For the entries that follow, set down each one exactly and drop any pictures.

┄┄┄┄┄┄

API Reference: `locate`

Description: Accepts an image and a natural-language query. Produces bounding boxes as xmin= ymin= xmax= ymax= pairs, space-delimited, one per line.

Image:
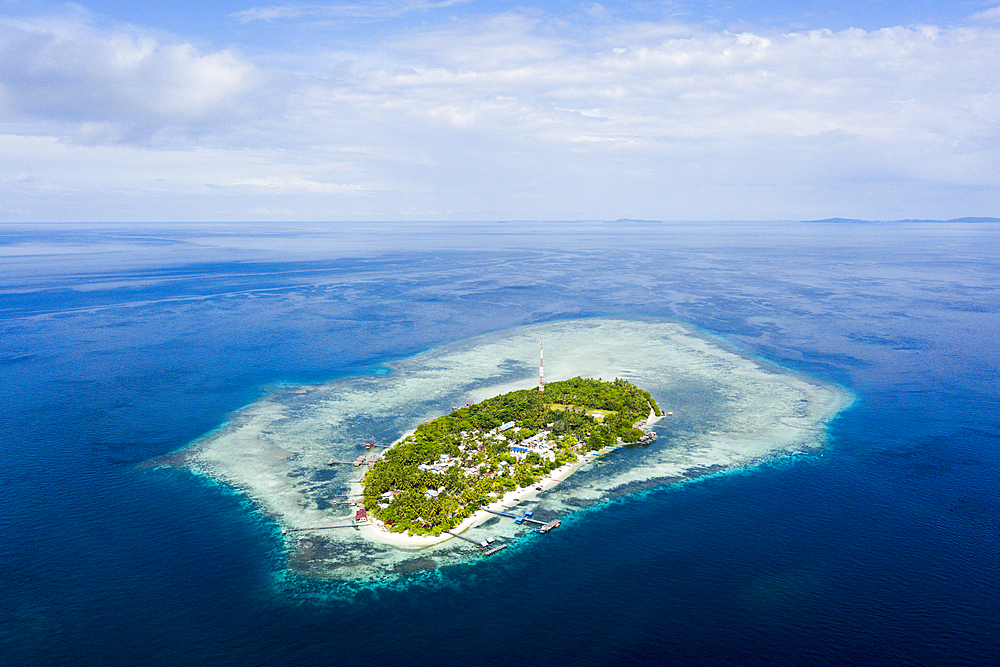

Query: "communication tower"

xmin=539 ymin=342 xmax=544 ymax=394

┄┄┄┄┄┄

• _Answer box_:
API Reference: `locate`

Description: Accepts an image and a natural-language query. Produces bounding boxes as xmin= ymin= xmax= ymax= pairs, space-delimited, one per line.

Image:

Query: "communication tower"

xmin=539 ymin=342 xmax=544 ymax=394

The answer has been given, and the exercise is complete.